* BEGIN RECORDS TO USE *

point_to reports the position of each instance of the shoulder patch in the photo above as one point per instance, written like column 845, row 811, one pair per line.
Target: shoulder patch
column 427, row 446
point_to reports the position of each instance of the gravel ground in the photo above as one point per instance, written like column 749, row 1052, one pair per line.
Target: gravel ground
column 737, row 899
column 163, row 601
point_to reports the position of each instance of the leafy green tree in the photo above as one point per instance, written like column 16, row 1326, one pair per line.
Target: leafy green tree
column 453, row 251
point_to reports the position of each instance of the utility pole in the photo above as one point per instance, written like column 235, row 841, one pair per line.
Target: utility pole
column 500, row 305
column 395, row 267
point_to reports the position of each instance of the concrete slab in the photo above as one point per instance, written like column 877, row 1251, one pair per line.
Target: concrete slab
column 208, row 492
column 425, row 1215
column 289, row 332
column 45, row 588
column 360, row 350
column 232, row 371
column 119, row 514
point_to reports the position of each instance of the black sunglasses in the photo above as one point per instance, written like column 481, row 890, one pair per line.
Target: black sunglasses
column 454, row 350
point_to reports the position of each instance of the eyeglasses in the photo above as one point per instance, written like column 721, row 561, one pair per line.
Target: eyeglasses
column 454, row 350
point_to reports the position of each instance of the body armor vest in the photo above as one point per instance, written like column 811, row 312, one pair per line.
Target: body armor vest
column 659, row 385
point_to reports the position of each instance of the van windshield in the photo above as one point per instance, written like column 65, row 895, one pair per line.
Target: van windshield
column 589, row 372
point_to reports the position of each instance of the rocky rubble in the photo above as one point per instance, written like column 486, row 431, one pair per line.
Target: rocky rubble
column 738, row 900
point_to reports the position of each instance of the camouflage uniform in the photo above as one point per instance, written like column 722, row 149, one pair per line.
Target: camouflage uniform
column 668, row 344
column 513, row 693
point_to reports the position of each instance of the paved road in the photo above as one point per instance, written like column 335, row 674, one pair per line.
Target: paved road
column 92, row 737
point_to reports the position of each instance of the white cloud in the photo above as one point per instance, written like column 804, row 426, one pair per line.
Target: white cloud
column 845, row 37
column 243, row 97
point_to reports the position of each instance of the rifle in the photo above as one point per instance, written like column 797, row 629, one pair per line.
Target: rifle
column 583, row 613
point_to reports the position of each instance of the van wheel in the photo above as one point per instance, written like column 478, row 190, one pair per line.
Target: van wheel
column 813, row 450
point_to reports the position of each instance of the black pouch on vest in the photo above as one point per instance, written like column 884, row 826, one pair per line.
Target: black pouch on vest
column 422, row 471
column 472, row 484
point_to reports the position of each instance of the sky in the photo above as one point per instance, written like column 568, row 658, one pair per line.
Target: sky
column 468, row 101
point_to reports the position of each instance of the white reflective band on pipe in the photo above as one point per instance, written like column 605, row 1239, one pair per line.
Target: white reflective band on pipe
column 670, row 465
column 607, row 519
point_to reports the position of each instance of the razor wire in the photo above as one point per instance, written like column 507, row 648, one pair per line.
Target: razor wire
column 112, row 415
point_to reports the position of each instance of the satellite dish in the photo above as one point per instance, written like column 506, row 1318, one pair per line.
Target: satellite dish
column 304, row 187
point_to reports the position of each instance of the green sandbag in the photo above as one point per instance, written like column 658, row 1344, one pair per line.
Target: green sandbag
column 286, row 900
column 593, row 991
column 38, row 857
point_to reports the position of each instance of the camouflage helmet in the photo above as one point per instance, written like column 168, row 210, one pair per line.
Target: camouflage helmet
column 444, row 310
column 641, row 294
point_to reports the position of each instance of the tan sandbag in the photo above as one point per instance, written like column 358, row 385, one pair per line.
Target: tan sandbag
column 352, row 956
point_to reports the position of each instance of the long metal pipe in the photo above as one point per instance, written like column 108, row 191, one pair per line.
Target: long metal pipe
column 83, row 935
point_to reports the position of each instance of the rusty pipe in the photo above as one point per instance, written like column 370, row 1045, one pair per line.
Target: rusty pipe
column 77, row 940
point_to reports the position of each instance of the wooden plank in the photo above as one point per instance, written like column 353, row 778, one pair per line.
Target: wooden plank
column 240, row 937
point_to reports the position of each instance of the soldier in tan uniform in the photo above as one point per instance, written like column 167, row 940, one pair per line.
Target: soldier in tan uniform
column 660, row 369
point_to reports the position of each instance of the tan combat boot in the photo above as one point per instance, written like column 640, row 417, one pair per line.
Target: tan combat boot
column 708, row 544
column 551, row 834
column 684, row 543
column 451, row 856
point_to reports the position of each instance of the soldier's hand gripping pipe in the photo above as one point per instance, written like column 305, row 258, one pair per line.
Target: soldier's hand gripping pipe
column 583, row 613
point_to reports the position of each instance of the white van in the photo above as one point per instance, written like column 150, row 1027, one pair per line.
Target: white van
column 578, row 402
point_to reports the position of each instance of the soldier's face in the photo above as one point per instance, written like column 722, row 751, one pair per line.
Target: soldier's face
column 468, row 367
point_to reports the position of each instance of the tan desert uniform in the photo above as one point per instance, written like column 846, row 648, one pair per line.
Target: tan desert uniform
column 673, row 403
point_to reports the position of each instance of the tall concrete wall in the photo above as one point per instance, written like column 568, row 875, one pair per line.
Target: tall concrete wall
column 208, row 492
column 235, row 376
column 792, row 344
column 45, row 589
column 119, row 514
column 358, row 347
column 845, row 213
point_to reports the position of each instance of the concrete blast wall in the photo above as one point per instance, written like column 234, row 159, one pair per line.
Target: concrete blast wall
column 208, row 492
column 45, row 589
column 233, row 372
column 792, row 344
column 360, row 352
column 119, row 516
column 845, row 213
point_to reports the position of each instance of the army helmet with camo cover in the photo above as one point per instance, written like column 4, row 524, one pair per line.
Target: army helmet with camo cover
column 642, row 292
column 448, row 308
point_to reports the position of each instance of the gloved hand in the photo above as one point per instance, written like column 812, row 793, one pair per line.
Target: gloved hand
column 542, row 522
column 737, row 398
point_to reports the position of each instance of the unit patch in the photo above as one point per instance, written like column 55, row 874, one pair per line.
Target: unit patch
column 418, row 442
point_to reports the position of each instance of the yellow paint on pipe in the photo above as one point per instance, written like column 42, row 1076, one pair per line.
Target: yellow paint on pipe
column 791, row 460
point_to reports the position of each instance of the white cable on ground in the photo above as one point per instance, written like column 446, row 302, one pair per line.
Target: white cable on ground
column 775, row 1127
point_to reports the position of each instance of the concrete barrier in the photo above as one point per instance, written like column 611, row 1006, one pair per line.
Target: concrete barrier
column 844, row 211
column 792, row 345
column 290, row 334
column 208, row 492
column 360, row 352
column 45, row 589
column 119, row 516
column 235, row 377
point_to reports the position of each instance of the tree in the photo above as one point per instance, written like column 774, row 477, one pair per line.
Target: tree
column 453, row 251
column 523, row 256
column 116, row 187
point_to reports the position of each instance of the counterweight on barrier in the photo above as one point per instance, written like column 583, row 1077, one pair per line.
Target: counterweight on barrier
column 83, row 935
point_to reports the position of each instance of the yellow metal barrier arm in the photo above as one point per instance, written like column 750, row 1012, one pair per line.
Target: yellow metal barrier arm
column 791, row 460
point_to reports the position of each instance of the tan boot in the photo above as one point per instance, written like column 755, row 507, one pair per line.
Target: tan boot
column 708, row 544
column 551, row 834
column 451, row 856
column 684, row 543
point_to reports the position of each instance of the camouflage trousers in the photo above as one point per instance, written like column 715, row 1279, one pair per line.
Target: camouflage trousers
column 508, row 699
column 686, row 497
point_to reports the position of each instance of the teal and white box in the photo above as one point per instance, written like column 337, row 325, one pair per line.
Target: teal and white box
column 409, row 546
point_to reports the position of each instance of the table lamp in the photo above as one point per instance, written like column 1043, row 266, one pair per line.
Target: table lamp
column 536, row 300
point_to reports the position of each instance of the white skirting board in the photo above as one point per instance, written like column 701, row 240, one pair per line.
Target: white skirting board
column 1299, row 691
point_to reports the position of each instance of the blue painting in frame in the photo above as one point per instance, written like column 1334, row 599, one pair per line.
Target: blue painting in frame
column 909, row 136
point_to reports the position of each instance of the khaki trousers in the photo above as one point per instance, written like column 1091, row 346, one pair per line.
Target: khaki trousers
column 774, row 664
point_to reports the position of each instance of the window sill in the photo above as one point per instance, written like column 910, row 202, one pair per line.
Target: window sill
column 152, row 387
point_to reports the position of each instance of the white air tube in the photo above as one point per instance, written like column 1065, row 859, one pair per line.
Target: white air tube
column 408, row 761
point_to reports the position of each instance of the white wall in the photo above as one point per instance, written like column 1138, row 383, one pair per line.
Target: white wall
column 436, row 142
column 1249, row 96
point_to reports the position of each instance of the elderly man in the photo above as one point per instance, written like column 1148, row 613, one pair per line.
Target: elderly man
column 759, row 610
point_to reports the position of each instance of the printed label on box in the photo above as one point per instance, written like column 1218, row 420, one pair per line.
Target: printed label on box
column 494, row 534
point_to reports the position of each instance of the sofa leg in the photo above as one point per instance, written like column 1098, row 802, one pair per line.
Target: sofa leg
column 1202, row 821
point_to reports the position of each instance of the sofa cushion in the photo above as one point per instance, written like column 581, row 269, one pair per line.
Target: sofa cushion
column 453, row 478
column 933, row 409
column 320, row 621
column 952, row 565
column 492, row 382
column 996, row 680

* END RECORDS TO USE *

REQUIRED TASK:
Repeat exactly the lines starting at the line with "point_to reports the position of each instance of the elderly" and ending with the final line of the entries. Include nothing else.

ANSWER TO THIS PROBLEM:
point_to reports the position of each instance of the elderly man in the photo above as one point per instance, written like column 1148, row 613, one pair per line.
Target: elderly man
column 759, row 610
point_to reports the position of each instance of the printed label on box in the photo above as one point per instance, written like column 1218, row 420, one pair per line.
Target: printed label on box
column 494, row 534
point_to reports the position of each instance of the sofa leg in the photo above as one point per instance, written like column 1098, row 802, one pair per line.
Target: sofa leg
column 1202, row 821
point_to reports the position of each instance of the sofa cushion in the photo above as one point per instance, written like column 581, row 269, one pair per line.
Target: sofa cushion
column 453, row 478
column 933, row 409
column 320, row 621
column 952, row 565
column 492, row 382
column 996, row 680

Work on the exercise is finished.